Task details:
Continue the article below on pregnancy at age 35 and older, starting right after its final sentence.

Advanced maternal age. Elderly primipara. Mature gravida. These are all labels placed on women who are having babies when they are age 35 or older.
The descriptions sound a little scary and some statistics about pregnancy at this age can be daunting. But it’s important to look at births in this age group. While total births are falling, the rate of women over the age of 35 who are having their first child has steadily risen since the 1970s.
As obstetricians, we like science and appreciate facts and figures. Women ask us about their risks, and we like to be able to give numerical answers. But those risks need to be categorized and put into the proper perspective.
Age 35 was first designated as the threshold for being labeled as “elderly” while pregnant during a National Institutes of Health (NIH) conference in 1978. The focus of the conference was a new technology – amniocentesis – that would allow testing of a fetus for Down syndrome. We know that as a woman gets older, she is at increased risk for this complication.
The NIH announced that all pregnant women age 35 and older should be offered an amniocentesis, but acknowledged that the specific age was “arbitrarily decided by logistical consequences and is not the sudden biological difference between women above and below any given age.”
Many studies since then have compared outcomes between women under 35 years of age and those older than 35.
For us, the age of 35 is simply a line in the sand. Though all pregnancies are different, this dividing line helps us deliver more precise information to our patients and their babies.
How pregnancy over age 35 can affect the mother and the baby
Both the baby and the mother share the risks associated with pregnancies over age 35.

Records from a dataset:

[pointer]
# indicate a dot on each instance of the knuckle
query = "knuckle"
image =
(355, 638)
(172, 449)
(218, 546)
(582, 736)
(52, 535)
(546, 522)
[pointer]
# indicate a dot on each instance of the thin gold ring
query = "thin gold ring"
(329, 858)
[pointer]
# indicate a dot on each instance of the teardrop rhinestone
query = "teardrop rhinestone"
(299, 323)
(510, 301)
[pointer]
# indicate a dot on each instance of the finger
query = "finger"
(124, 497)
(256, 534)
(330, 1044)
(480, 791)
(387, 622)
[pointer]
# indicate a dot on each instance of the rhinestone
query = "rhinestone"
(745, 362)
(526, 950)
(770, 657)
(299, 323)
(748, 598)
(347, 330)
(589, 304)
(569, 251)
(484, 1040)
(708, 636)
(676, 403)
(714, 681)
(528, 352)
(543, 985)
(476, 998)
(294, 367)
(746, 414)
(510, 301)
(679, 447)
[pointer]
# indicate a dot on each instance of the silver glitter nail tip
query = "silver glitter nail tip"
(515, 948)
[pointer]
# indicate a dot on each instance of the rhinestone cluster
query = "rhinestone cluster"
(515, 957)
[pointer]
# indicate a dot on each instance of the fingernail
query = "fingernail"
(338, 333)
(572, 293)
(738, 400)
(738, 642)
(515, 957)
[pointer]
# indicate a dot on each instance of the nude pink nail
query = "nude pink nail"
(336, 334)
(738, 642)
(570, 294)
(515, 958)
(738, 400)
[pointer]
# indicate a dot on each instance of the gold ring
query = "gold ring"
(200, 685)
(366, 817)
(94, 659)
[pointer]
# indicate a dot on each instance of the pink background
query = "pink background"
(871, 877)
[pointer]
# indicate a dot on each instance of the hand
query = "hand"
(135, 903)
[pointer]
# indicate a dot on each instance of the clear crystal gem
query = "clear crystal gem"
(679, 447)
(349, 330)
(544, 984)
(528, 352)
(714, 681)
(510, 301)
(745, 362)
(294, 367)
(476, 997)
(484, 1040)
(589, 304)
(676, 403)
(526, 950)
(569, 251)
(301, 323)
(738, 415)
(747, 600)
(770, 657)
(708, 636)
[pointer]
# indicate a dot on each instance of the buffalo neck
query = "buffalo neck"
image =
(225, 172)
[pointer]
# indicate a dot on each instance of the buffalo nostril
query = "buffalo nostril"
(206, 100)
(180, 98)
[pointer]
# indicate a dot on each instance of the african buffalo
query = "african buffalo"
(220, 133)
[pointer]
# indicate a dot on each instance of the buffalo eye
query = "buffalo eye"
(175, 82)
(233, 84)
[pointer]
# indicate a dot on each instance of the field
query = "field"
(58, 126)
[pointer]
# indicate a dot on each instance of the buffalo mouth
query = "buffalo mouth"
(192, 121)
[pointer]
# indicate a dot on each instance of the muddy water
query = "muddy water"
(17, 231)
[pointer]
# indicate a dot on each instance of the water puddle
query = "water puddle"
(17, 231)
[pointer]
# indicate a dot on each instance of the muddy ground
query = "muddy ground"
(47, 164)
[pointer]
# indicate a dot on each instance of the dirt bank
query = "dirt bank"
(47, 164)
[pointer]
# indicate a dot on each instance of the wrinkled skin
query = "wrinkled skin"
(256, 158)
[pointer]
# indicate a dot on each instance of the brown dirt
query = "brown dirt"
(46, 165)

Answer box:
Risks to the baby
A woman is born with all the eggs she will have. As she ages, so do her eggs. Older eggs have a higher chance of dividing unequally, leading to extra chromosomes in the fetus. Down syndrome is an example of such a condition.
About 1 in 100 babies born to women who become pregnant after the age of 40 have Down syndrome. But remember, that means that 99 percent of babies born to women in this age group will not have Down syndrome.
A woman – regardless of her age – can be screened to determine her risk for chromosome abnormalities, and then can decide whether she chooses to have a diagnostic test like an amniocentesis. Some women who undergo fertility treatments use donated eggs that are younger than their own and are less susceptible to the genetic risks associated with older eggs.
Fetal problems are not always attributed to the mother or her eggs. Mutations can happen in the sperm, especially when the father is older. Diseases like neurofibromatosis or achondroplasia, commonly referred to as dwarfism, are seen more frequently in children whose fathers are over 40 at the time of conception.
Risks to the woman
Trying to become pregnant after age 35 also presents a unique set of problems. In many instances, older women become pregnant through fertility treatments. These treatments can lead to multiple births, which presents additional challenges and higher rates of complications.
All women are at risk for developing complications during pregnancy, but some are more likely as women get older. Women over 35 are more likely to develop gestational diabetes or high blood pressure during pregnancy. Also, there’s a higher chance for women in this age group to have underlying health problems, such as obesity or heart disease. Becoming pregnant with these medical conditions puts the mother at more risk of complications than younger women without them.
These conditions also can lead to premature birth, low birth weight, or other complications. The better controlled medical conditions are before pregnancy, the better the chances for a successful pregnancy.
If you are told you are at a higher risk of a complication than someone younger than 35, don’t focus solely on how much more often it happens. Ask and understand the real probability that it will happen.
It is scary to think that the risk of death during delivery is twice as high if you are 35 to 44 years old than if you are younger than 35 years old. But when you know that the actual occurrence is 1 in 10,000 it can be more reassuring.
What can you do?
Every pregnancy is different. It is critical that women, with their physicians, look closely at risk factors for their particular health status.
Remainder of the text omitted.